→ **WHAT TO DO**
Can you print the lines below exactly, starting at the line containing "Task: Where can the man's" and ending with the last line?

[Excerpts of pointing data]

....

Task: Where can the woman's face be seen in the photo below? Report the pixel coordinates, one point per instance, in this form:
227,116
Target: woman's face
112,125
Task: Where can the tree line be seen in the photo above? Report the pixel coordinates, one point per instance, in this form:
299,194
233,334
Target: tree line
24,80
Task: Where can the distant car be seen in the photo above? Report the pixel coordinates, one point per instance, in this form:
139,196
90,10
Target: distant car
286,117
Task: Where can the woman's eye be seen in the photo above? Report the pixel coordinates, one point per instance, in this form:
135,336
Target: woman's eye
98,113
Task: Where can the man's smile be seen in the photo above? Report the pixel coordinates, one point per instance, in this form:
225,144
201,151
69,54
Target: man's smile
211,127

....

→ **COMPLETE OUTPUT**
Task: Where can the man's smile be seen in the photo above? Report the pixel coordinates, one point per instance, in this form:
225,144
201,151
69,54
Target: man's smile
211,127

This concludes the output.